To do —
Rewrite the data below with "asphalt road" replaced by "paved road" and everything else unchanged. Leave out the pictures.

• • • • •

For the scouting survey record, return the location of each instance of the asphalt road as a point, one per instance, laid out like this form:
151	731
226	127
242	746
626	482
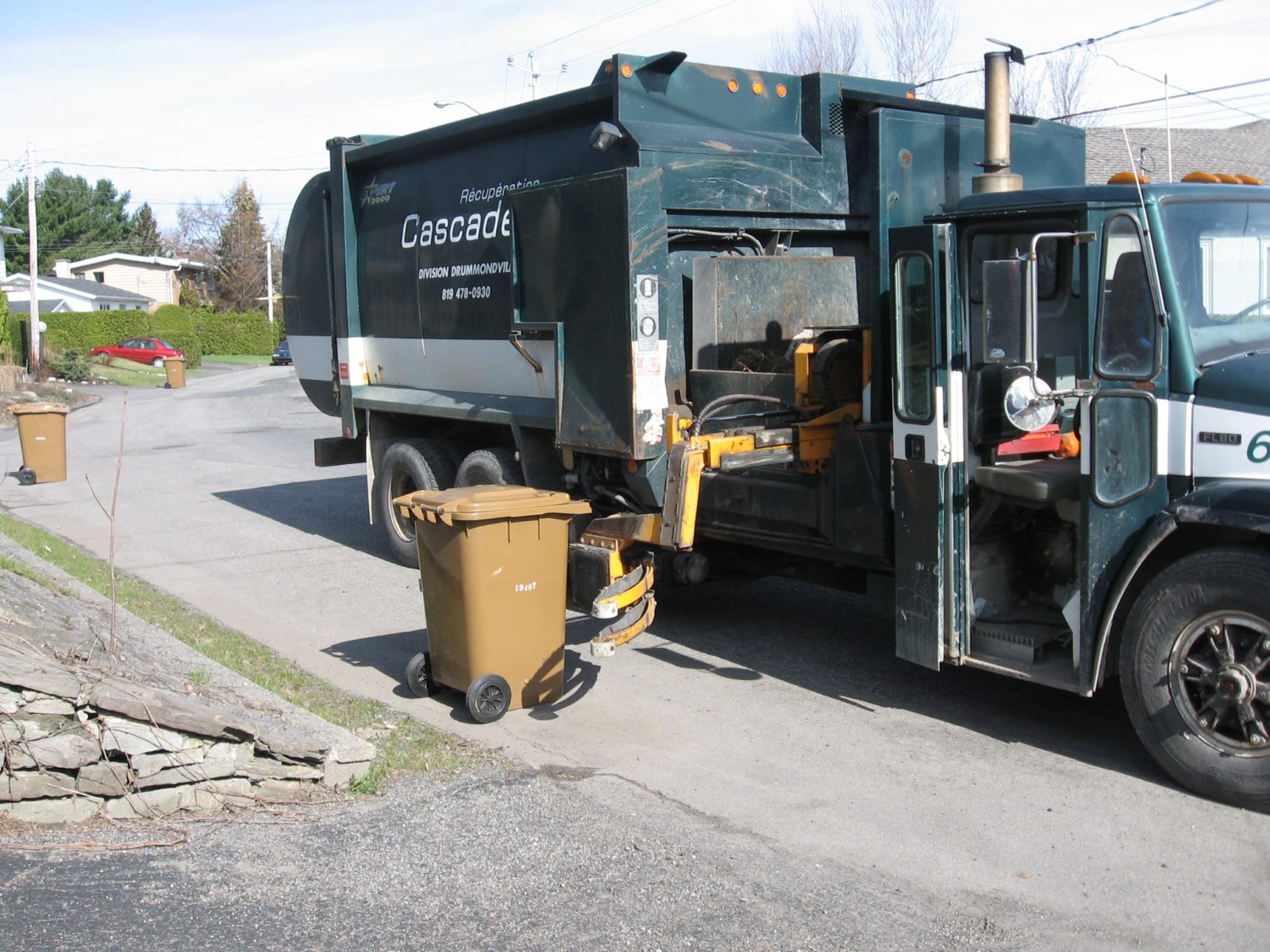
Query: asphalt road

• • • • •

Task solution —
For the scouting survey record, return the location of each instance of the paved road as a point, one per instance, laid out like this form:
151	731
226	127
242	746
626	482
Query: paved road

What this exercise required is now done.